-- Work required --
Find every line in the items below that contains the word "slender", and copy each one out in full.

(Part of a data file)
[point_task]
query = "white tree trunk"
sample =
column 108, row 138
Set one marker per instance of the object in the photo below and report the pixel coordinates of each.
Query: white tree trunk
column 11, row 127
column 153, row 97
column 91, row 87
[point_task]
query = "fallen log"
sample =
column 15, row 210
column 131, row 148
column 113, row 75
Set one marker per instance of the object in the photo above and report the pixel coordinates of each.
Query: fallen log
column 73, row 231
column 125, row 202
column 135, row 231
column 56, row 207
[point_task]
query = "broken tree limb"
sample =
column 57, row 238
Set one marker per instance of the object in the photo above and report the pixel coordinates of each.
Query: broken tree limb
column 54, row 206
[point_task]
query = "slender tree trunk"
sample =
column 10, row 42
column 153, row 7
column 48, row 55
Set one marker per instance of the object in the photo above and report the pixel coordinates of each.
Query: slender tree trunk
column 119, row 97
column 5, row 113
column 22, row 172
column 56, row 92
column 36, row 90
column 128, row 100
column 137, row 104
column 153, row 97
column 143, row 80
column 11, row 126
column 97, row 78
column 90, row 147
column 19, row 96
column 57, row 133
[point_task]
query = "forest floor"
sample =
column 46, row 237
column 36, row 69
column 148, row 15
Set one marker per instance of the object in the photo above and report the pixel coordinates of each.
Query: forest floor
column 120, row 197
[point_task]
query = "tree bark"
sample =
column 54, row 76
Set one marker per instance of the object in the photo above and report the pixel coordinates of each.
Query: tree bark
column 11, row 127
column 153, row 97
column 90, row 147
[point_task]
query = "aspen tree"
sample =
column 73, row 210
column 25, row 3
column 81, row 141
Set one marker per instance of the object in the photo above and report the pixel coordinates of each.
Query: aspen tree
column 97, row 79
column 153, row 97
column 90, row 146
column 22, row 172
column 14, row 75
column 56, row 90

---

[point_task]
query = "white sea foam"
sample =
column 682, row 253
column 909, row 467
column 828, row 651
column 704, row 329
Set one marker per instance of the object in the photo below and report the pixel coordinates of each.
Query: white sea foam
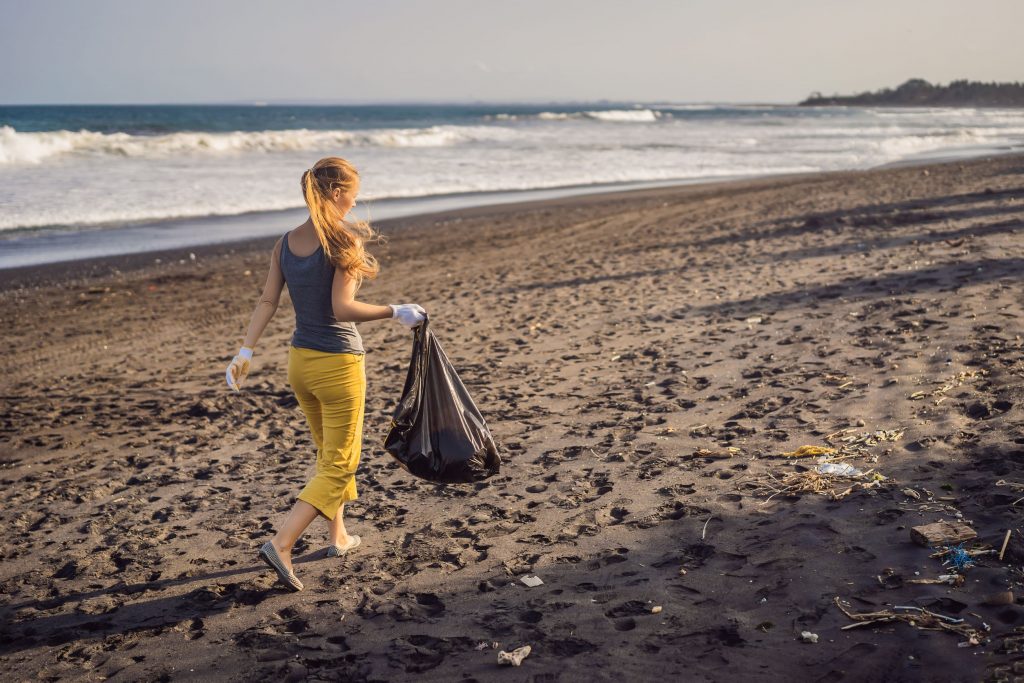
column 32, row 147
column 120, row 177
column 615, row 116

--

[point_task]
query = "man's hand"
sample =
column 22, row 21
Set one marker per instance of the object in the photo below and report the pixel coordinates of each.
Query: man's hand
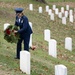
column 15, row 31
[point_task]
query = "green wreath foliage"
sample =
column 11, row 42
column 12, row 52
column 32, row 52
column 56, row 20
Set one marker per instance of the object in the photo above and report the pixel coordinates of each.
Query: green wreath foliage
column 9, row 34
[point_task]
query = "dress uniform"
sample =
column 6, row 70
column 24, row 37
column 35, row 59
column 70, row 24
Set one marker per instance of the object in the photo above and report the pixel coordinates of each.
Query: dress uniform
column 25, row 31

-- Solution below --
query = "slender tree trunk"
Query: slender tree trunk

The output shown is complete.